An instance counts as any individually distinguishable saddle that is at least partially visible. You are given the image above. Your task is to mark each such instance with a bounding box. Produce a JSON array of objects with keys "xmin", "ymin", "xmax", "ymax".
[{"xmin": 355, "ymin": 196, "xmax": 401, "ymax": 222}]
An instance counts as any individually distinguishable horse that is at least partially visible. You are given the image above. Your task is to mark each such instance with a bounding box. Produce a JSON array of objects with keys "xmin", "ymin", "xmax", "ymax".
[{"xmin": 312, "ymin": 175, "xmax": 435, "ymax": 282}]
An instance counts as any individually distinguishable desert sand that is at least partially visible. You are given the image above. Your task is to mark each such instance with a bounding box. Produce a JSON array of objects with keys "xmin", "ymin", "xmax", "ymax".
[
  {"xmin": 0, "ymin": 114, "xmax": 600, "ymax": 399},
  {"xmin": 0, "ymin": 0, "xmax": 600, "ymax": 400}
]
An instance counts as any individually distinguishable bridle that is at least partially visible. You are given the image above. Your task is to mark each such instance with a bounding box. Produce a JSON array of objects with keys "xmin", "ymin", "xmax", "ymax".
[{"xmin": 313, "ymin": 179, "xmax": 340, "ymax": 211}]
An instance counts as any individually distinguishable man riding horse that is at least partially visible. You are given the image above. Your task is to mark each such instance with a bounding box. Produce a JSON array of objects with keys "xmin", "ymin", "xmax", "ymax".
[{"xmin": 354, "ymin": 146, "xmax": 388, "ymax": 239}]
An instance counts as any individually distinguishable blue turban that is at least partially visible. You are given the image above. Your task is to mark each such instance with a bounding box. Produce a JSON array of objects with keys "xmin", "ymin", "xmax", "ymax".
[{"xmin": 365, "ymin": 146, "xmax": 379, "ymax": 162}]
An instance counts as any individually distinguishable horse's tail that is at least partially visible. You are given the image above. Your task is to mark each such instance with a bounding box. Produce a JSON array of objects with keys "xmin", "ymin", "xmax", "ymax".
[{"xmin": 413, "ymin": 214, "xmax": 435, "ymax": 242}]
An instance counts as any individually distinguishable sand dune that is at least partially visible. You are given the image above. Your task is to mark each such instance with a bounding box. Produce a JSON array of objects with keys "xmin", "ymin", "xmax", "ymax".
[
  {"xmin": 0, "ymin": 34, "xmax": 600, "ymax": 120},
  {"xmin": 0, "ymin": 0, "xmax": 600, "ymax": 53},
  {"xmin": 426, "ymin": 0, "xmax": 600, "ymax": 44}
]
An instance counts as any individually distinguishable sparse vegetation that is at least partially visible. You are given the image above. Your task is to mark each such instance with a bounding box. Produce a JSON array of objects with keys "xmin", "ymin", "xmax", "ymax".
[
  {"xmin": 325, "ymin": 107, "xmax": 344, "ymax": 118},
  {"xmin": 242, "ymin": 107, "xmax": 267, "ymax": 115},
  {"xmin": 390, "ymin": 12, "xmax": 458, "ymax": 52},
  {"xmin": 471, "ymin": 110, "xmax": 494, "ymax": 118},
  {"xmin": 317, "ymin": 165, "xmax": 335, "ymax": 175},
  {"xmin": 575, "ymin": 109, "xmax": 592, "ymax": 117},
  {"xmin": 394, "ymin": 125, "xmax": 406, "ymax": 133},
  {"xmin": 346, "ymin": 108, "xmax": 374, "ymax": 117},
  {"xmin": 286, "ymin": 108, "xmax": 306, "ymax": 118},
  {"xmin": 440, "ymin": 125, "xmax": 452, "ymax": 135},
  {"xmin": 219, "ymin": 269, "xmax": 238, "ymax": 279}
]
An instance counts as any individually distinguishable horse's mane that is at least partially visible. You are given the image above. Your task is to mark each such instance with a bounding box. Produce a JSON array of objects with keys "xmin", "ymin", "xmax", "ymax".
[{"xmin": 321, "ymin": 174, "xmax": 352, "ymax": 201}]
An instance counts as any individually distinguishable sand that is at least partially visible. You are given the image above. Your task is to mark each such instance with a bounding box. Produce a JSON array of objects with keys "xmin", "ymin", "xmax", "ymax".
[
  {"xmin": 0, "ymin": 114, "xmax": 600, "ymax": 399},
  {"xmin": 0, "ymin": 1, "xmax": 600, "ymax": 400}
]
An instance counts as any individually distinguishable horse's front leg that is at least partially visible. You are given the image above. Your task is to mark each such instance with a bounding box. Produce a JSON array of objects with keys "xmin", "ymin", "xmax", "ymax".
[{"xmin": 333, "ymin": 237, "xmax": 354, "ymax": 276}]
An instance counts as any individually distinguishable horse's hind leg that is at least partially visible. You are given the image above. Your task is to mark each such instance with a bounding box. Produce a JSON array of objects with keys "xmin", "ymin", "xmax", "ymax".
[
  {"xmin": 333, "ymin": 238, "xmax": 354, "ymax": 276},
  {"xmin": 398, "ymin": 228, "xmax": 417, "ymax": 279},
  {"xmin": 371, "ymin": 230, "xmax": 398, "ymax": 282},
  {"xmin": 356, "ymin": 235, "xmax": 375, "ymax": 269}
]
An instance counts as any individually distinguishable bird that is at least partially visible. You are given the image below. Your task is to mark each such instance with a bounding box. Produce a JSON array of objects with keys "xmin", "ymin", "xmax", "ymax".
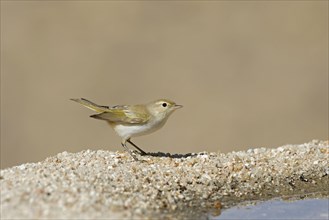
[{"xmin": 71, "ymin": 98, "xmax": 183, "ymax": 160}]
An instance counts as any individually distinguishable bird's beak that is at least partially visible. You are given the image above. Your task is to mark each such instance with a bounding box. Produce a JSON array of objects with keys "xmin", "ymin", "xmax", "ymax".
[{"xmin": 174, "ymin": 104, "xmax": 183, "ymax": 109}]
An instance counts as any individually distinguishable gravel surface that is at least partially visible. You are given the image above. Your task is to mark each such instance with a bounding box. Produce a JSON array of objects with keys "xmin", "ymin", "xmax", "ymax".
[{"xmin": 0, "ymin": 140, "xmax": 329, "ymax": 219}]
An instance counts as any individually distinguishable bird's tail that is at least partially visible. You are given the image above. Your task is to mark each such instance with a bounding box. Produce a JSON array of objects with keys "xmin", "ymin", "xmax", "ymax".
[{"xmin": 71, "ymin": 98, "xmax": 108, "ymax": 112}]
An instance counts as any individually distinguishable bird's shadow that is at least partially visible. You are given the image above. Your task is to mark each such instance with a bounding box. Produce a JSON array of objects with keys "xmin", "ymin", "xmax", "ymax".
[{"xmin": 142, "ymin": 152, "xmax": 198, "ymax": 158}]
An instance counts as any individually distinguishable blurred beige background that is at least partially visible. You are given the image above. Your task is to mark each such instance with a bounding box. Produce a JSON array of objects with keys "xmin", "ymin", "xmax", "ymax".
[{"xmin": 1, "ymin": 1, "xmax": 328, "ymax": 168}]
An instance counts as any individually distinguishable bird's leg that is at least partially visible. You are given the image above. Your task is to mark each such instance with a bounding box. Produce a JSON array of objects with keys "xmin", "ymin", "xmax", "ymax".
[
  {"xmin": 121, "ymin": 141, "xmax": 138, "ymax": 161},
  {"xmin": 127, "ymin": 139, "xmax": 147, "ymax": 155}
]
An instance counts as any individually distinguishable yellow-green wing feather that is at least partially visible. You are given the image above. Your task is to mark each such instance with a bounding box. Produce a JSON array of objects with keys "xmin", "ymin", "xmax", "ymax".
[
  {"xmin": 71, "ymin": 98, "xmax": 150, "ymax": 124},
  {"xmin": 90, "ymin": 106, "xmax": 150, "ymax": 124}
]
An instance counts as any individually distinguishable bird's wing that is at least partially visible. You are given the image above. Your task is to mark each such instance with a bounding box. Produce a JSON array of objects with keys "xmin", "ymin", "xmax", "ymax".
[{"xmin": 90, "ymin": 105, "xmax": 150, "ymax": 124}]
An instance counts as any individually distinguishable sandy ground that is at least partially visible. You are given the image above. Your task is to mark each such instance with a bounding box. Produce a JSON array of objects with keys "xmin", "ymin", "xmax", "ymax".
[{"xmin": 0, "ymin": 140, "xmax": 329, "ymax": 219}]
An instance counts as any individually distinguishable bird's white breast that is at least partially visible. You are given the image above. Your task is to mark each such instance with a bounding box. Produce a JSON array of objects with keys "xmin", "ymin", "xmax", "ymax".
[{"xmin": 113, "ymin": 117, "xmax": 166, "ymax": 140}]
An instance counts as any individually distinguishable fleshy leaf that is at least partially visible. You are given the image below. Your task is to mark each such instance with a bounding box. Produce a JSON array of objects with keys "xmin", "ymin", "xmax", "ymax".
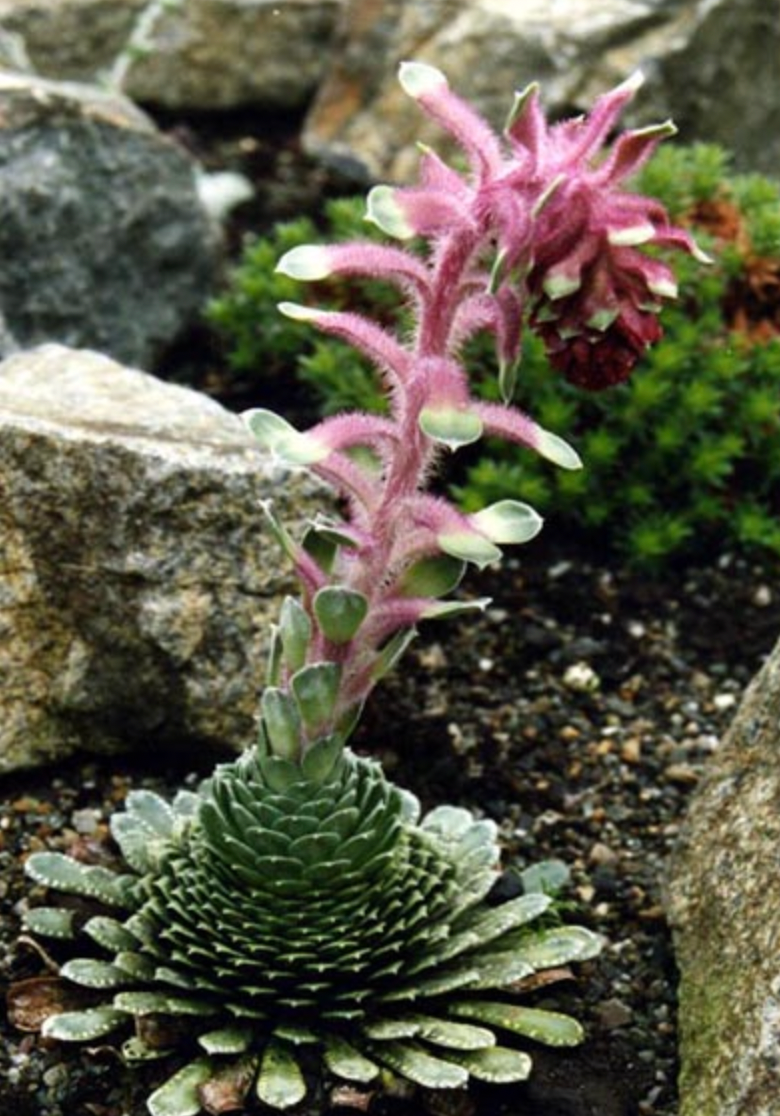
[
  {"xmin": 420, "ymin": 406, "xmax": 483, "ymax": 450},
  {"xmin": 421, "ymin": 597, "xmax": 491, "ymax": 620},
  {"xmin": 260, "ymin": 686, "xmax": 302, "ymax": 760},
  {"xmin": 242, "ymin": 407, "xmax": 330, "ymax": 465},
  {"xmin": 146, "ymin": 1058, "xmax": 214, "ymax": 1116},
  {"xmin": 257, "ymin": 1039, "xmax": 306, "ymax": 1108},
  {"xmin": 325, "ymin": 1035, "xmax": 379, "ymax": 1085},
  {"xmin": 25, "ymin": 853, "xmax": 128, "ymax": 906},
  {"xmin": 279, "ymin": 597, "xmax": 311, "ymax": 672},
  {"xmin": 25, "ymin": 907, "xmax": 76, "ymax": 940},
  {"xmin": 436, "ymin": 530, "xmax": 501, "ymax": 569},
  {"xmin": 41, "ymin": 1008, "xmax": 128, "ymax": 1042},
  {"xmin": 447, "ymin": 1046, "xmax": 533, "ymax": 1085},
  {"xmin": 370, "ymin": 1042, "xmax": 469, "ymax": 1089},
  {"xmin": 290, "ymin": 663, "xmax": 341, "ymax": 733},
  {"xmin": 314, "ymin": 585, "xmax": 368, "ymax": 643},
  {"xmin": 366, "ymin": 186, "xmax": 414, "ymax": 240},
  {"xmin": 471, "ymin": 500, "xmax": 542, "ymax": 543},
  {"xmin": 450, "ymin": 1000, "xmax": 585, "ymax": 1046},
  {"xmin": 398, "ymin": 555, "xmax": 465, "ymax": 597},
  {"xmin": 60, "ymin": 958, "xmax": 127, "ymax": 988}
]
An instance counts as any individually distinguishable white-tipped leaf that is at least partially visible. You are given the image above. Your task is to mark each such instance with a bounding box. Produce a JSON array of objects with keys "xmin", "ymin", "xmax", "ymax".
[{"xmin": 470, "ymin": 500, "xmax": 543, "ymax": 543}]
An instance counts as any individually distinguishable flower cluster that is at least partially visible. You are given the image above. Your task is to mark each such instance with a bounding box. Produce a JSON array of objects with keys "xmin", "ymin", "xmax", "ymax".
[{"xmin": 248, "ymin": 56, "xmax": 697, "ymax": 750}]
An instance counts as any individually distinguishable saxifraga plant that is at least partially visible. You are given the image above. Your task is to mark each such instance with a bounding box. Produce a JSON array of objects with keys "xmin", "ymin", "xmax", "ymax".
[
  {"xmin": 212, "ymin": 144, "xmax": 780, "ymax": 570},
  {"xmin": 18, "ymin": 64, "xmax": 693, "ymax": 1116}
]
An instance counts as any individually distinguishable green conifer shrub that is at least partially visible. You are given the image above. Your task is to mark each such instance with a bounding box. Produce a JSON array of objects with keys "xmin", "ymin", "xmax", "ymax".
[{"xmin": 211, "ymin": 144, "xmax": 780, "ymax": 568}]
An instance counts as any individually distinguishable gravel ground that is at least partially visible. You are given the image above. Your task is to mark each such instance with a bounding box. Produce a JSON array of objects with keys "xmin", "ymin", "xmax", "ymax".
[{"xmin": 0, "ymin": 532, "xmax": 780, "ymax": 1116}]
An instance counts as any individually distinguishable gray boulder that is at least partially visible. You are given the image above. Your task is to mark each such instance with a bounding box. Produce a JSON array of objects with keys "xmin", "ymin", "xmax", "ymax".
[
  {"xmin": 0, "ymin": 0, "xmax": 341, "ymax": 109},
  {"xmin": 0, "ymin": 345, "xmax": 327, "ymax": 772},
  {"xmin": 304, "ymin": 0, "xmax": 780, "ymax": 182},
  {"xmin": 0, "ymin": 71, "xmax": 218, "ymax": 366},
  {"xmin": 667, "ymin": 644, "xmax": 780, "ymax": 1116}
]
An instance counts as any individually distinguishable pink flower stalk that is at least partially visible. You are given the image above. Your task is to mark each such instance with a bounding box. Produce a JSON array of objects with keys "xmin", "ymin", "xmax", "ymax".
[{"xmin": 242, "ymin": 62, "xmax": 696, "ymax": 752}]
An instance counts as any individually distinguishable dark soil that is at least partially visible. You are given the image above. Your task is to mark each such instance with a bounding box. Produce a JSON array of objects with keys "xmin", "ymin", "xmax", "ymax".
[{"xmin": 0, "ymin": 104, "xmax": 780, "ymax": 1116}]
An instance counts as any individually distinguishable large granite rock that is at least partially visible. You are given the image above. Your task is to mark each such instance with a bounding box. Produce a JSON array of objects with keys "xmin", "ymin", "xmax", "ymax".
[
  {"xmin": 0, "ymin": 0, "xmax": 341, "ymax": 108},
  {"xmin": 0, "ymin": 71, "xmax": 218, "ymax": 366},
  {"xmin": 305, "ymin": 0, "xmax": 780, "ymax": 182},
  {"xmin": 667, "ymin": 644, "xmax": 780, "ymax": 1116},
  {"xmin": 0, "ymin": 345, "xmax": 325, "ymax": 772}
]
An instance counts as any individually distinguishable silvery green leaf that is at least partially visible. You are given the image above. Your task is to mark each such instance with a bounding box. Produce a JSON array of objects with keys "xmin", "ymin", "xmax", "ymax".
[
  {"xmin": 25, "ymin": 853, "xmax": 129, "ymax": 906},
  {"xmin": 290, "ymin": 663, "xmax": 341, "ymax": 733},
  {"xmin": 449, "ymin": 1046, "xmax": 533, "ymax": 1085},
  {"xmin": 260, "ymin": 686, "xmax": 302, "ymax": 760},
  {"xmin": 146, "ymin": 1058, "xmax": 214, "ymax": 1116},
  {"xmin": 363, "ymin": 1017, "xmax": 421, "ymax": 1042},
  {"xmin": 41, "ymin": 1008, "xmax": 128, "ymax": 1042},
  {"xmin": 241, "ymin": 407, "xmax": 330, "ymax": 465},
  {"xmin": 449, "ymin": 1000, "xmax": 585, "ymax": 1046},
  {"xmin": 398, "ymin": 555, "xmax": 465, "ymax": 597},
  {"xmin": 312, "ymin": 585, "xmax": 368, "ymax": 644},
  {"xmin": 25, "ymin": 907, "xmax": 76, "ymax": 940},
  {"xmin": 279, "ymin": 597, "xmax": 311, "ymax": 673},
  {"xmin": 518, "ymin": 926, "xmax": 604, "ymax": 970},
  {"xmin": 325, "ymin": 1035, "xmax": 379, "ymax": 1085},
  {"xmin": 418, "ymin": 406, "xmax": 484, "ymax": 450},
  {"xmin": 301, "ymin": 733, "xmax": 344, "ymax": 782},
  {"xmin": 125, "ymin": 790, "xmax": 174, "ymax": 837},
  {"xmin": 470, "ymin": 500, "xmax": 542, "ymax": 543},
  {"xmin": 60, "ymin": 958, "xmax": 127, "ymax": 988},
  {"xmin": 113, "ymin": 992, "xmax": 167, "ymax": 1016},
  {"xmin": 256, "ymin": 1039, "xmax": 306, "ymax": 1108},
  {"xmin": 122, "ymin": 1035, "xmax": 171, "ymax": 1065},
  {"xmin": 369, "ymin": 1042, "xmax": 469, "ymax": 1089},
  {"xmin": 436, "ymin": 530, "xmax": 501, "ymax": 569},
  {"xmin": 421, "ymin": 597, "xmax": 490, "ymax": 620},
  {"xmin": 414, "ymin": 1016, "xmax": 495, "ymax": 1057}
]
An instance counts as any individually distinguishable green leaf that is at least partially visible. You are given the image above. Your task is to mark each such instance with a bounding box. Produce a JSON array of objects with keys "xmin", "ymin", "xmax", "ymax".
[
  {"xmin": 257, "ymin": 1039, "xmax": 306, "ymax": 1109},
  {"xmin": 518, "ymin": 926, "xmax": 604, "ymax": 970},
  {"xmin": 60, "ymin": 958, "xmax": 127, "ymax": 988},
  {"xmin": 449, "ymin": 1000, "xmax": 585, "ymax": 1046},
  {"xmin": 314, "ymin": 585, "xmax": 368, "ymax": 644},
  {"xmin": 290, "ymin": 663, "xmax": 341, "ymax": 735},
  {"xmin": 436, "ymin": 530, "xmax": 501, "ymax": 569},
  {"xmin": 40, "ymin": 1008, "xmax": 128, "ymax": 1042},
  {"xmin": 25, "ymin": 853, "xmax": 129, "ymax": 906},
  {"xmin": 279, "ymin": 597, "xmax": 311, "ymax": 673},
  {"xmin": 25, "ymin": 907, "xmax": 76, "ymax": 941},
  {"xmin": 146, "ymin": 1058, "xmax": 214, "ymax": 1116},
  {"xmin": 449, "ymin": 1046, "xmax": 533, "ymax": 1085},
  {"xmin": 366, "ymin": 185, "xmax": 414, "ymax": 240},
  {"xmin": 260, "ymin": 686, "xmax": 302, "ymax": 760},
  {"xmin": 241, "ymin": 407, "xmax": 330, "ymax": 465},
  {"xmin": 370, "ymin": 1042, "xmax": 469, "ymax": 1089},
  {"xmin": 398, "ymin": 555, "xmax": 465, "ymax": 597},
  {"xmin": 325, "ymin": 1035, "xmax": 379, "ymax": 1085},
  {"xmin": 470, "ymin": 500, "xmax": 542, "ymax": 542},
  {"xmin": 301, "ymin": 733, "xmax": 344, "ymax": 782},
  {"xmin": 414, "ymin": 1016, "xmax": 495, "ymax": 1057},
  {"xmin": 418, "ymin": 406, "xmax": 484, "ymax": 450},
  {"xmin": 421, "ymin": 597, "xmax": 491, "ymax": 620}
]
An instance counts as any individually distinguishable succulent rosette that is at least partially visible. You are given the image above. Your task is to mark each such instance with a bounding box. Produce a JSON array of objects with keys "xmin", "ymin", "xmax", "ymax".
[
  {"xmin": 13, "ymin": 64, "xmax": 694, "ymax": 1116},
  {"xmin": 21, "ymin": 741, "xmax": 600, "ymax": 1116}
]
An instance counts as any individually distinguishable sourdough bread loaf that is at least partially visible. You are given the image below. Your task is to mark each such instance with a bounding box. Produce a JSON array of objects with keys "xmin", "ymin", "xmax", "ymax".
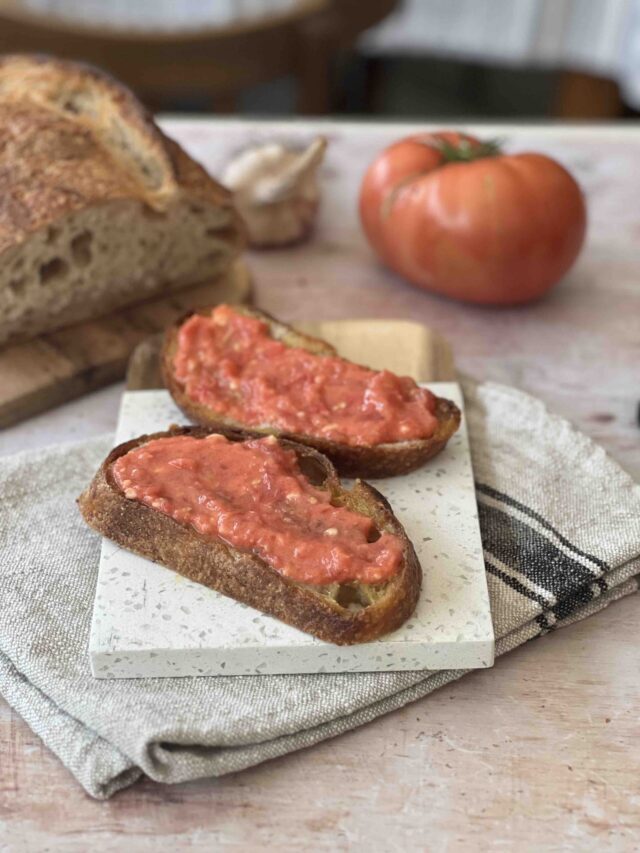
[{"xmin": 0, "ymin": 56, "xmax": 243, "ymax": 345}]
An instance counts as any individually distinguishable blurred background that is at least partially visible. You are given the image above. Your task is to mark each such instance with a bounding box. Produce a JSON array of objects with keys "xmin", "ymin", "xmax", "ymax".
[{"xmin": 0, "ymin": 0, "xmax": 640, "ymax": 120}]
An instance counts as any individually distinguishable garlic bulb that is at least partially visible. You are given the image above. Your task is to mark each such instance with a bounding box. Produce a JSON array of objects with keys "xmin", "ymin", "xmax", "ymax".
[{"xmin": 222, "ymin": 136, "xmax": 327, "ymax": 248}]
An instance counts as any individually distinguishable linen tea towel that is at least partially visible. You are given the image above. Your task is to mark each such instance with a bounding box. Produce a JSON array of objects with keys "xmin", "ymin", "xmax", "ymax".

^^^^

Written instruction —
Pull out every line in the entries above that contains the word "bridle", treating uppercase and lowercase as different.

Answer for the task —
An instance counts as any individually distinguishable bridle that is at least partially visible. You are given the image above. Your task is to mark each such instance with a bounding box. Produce a JSON array of objects with keys "xmin", "ymin", "xmax", "ymax".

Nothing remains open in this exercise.